[WHAT NEEDS TO BE DONE] Repeat exactly the lines from the line containing "Target: dining table" through the last line of the records below, inclusive, and nothing else.
** Opening DATA EXTRACT block **
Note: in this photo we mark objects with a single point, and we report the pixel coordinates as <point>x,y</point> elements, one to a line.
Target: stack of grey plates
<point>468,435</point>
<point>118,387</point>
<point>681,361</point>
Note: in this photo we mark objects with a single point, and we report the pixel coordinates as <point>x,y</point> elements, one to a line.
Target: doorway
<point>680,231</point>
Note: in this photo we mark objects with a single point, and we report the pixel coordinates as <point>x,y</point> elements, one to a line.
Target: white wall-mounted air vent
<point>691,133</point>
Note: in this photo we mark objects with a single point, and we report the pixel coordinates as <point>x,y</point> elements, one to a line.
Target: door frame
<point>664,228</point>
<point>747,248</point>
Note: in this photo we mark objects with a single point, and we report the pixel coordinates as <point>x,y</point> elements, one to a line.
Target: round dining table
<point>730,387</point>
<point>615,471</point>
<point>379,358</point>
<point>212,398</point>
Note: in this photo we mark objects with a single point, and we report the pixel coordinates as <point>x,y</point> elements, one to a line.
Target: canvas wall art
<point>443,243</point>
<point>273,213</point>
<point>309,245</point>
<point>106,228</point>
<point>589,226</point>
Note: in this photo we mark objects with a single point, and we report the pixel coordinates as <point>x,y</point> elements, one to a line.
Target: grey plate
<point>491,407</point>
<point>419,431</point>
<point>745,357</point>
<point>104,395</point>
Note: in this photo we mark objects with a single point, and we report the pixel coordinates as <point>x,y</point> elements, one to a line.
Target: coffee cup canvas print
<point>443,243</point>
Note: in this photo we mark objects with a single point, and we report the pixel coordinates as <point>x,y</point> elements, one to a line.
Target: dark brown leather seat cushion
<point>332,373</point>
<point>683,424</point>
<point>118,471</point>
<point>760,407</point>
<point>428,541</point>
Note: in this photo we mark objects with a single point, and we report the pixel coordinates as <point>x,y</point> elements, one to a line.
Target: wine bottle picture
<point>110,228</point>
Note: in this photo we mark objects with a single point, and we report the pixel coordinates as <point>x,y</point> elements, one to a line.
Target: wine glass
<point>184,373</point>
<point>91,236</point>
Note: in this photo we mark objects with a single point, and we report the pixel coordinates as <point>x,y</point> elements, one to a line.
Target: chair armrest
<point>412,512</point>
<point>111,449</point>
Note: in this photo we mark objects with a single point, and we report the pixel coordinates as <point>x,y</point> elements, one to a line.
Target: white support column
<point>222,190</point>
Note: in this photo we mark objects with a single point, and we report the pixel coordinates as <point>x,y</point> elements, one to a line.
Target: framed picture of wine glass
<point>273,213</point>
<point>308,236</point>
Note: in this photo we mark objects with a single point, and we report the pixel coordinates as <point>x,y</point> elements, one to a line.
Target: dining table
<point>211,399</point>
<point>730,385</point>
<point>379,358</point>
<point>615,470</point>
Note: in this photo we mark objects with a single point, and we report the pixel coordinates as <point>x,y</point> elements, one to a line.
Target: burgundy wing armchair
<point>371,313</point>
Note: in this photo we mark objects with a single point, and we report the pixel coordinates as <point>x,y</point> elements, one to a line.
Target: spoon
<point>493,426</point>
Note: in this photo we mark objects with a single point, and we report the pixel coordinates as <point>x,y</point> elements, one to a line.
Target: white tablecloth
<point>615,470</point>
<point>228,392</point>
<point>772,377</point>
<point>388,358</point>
** Closing DATA EXTRACT block **
[SOLUTION TO THIS EXERCISE]
Target: dining table
<point>211,399</point>
<point>730,385</point>
<point>379,358</point>
<point>615,470</point>
Note: in this photo we mark objects with a single point, and we report the pixel coordinates as <point>x,y</point> elements, one to a line.
Target: burgundy wing armchair
<point>371,313</point>
Note: in this photo we mark objects with a single point, and we report the pixel coordinates as <point>x,y</point> elements, one to a line.
Target: spoon
<point>493,426</point>
Note: in this photo we mark objects with a single point, and we report the pixel coordinates as <point>x,y</point> elements, one to a line.
Target: white tablecloth
<point>615,470</point>
<point>228,392</point>
<point>772,377</point>
<point>388,358</point>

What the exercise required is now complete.